- [Information shown]:
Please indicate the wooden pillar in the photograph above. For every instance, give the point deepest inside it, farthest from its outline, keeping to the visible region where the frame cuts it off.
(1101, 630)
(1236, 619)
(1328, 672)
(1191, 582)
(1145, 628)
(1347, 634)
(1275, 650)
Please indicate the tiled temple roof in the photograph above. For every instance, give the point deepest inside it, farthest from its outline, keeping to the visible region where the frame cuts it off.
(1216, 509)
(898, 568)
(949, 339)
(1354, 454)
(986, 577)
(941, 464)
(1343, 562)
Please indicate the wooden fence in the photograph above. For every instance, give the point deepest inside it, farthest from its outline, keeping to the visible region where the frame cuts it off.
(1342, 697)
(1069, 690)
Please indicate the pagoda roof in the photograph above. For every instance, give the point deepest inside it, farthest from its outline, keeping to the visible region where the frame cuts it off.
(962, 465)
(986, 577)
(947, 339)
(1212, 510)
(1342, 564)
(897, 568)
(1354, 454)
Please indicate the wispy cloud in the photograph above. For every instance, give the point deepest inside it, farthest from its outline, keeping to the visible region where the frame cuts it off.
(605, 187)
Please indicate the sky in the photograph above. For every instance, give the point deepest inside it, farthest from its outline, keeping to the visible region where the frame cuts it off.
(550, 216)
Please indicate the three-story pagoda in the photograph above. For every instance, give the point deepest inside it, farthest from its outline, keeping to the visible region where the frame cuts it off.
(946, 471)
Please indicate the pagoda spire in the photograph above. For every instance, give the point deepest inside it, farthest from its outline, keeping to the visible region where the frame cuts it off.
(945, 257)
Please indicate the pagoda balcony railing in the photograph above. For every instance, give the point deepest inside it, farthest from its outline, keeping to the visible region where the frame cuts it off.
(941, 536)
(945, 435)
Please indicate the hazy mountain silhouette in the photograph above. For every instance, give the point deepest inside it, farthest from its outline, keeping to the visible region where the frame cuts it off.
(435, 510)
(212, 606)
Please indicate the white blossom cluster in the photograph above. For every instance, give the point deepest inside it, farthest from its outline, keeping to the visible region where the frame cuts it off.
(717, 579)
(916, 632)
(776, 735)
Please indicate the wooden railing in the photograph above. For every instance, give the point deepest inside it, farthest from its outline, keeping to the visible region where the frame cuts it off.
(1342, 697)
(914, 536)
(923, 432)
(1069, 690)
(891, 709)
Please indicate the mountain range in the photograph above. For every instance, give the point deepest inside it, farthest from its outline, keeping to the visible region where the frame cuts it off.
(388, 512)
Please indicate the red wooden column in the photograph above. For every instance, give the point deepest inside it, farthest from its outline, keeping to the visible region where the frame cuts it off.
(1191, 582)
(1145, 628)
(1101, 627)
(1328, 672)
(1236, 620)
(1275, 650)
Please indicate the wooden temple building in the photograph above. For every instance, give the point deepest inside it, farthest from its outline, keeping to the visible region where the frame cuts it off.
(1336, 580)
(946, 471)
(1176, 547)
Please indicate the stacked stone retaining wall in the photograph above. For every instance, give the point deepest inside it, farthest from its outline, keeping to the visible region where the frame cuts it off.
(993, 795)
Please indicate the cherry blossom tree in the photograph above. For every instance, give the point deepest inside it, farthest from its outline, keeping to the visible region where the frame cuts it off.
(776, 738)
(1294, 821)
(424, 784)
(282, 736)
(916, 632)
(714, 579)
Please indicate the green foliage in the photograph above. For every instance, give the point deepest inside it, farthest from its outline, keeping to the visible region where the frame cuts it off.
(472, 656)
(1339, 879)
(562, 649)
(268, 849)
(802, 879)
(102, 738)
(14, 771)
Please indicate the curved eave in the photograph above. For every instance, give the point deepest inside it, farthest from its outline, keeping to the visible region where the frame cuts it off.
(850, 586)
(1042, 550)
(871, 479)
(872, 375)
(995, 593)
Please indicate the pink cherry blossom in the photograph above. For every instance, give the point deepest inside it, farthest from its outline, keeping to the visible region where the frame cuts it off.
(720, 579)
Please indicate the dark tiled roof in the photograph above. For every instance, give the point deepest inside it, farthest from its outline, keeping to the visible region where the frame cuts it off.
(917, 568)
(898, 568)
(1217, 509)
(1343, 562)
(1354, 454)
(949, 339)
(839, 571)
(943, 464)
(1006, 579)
* * *
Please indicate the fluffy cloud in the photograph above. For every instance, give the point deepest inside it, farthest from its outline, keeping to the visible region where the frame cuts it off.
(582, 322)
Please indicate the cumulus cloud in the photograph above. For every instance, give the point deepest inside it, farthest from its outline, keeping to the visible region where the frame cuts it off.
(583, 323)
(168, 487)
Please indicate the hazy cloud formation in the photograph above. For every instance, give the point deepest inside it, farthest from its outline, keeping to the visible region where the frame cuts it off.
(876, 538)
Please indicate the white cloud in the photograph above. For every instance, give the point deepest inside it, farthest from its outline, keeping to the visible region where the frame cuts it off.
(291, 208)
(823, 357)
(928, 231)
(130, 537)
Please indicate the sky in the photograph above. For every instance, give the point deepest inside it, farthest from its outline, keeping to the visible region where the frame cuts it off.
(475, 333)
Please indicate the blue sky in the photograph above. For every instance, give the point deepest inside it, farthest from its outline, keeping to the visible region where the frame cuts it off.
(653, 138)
---
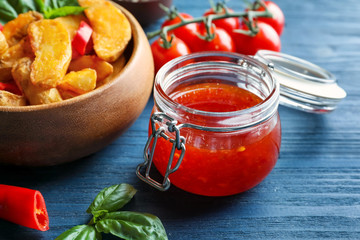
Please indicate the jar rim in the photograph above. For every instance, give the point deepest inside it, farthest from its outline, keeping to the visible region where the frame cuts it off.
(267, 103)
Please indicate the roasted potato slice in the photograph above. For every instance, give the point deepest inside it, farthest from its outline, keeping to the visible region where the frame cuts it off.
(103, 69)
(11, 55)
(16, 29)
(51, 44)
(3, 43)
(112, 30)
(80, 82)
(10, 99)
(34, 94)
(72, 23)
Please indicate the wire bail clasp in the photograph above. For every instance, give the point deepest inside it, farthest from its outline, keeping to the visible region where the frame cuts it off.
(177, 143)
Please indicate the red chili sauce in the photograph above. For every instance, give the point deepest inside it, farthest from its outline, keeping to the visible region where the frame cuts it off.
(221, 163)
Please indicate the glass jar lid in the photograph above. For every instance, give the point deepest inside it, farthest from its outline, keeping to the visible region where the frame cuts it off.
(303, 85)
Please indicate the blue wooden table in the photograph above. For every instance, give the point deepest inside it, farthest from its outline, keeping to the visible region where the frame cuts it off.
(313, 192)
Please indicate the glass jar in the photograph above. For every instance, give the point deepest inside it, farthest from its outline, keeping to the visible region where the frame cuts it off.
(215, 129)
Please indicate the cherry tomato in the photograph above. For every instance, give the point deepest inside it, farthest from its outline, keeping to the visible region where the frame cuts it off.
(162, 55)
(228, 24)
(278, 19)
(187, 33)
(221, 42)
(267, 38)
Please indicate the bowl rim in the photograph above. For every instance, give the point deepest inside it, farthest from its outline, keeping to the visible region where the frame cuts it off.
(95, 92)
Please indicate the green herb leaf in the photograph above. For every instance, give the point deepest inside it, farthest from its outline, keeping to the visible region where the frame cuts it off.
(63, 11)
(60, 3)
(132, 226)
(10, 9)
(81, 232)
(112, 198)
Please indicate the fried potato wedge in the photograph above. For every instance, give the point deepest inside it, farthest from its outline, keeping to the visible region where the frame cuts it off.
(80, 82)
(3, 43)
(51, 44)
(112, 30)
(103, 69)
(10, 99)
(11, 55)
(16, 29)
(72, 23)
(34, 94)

- [Stated goal]:
Reproduce the stretch from the line containing "Please indicate the cherry blossom" through the line containing "(1006, 579)", substituting "upturned eave" for "curved eave" and keeping everything else the same.

- [Worked solution]:
Please indicate the cherry blossom tree in the photograph above. For every instance, give the point deepest inside it, farthest from its outline, keeping to the visible region where the frame cuts it off.
(776, 738)
(1294, 821)
(424, 784)
(282, 736)
(916, 632)
(714, 579)
Please indicate the green foliage in the photograph above. For every instance, give the point deepest inside it, farthest from its outline, keeping to the visible region where the frame cuts it off.
(472, 656)
(1339, 879)
(562, 649)
(268, 849)
(802, 879)
(102, 738)
(14, 771)
Please indicate the upturned eave in the photograph above. For every instance, give the point deepest inside it, farthest from its outline, keeping to the visible region where the frame cuts it off.
(850, 586)
(1042, 550)
(871, 479)
(872, 375)
(995, 593)
Please indicate the pink cherry blossom in the photograph above. For every instance, give the point deepest inside it, farthest from its outline, keeping to the visible region where the frame cuts it off.
(720, 579)
Please indicate the dark tiled roof in the photograph above. For every instance, give the point deepest inside it, farthest from its outline, keeping to the visible region where the frame cuts it off.
(917, 568)
(898, 568)
(1217, 509)
(1343, 562)
(1354, 454)
(949, 339)
(839, 571)
(943, 464)
(1006, 579)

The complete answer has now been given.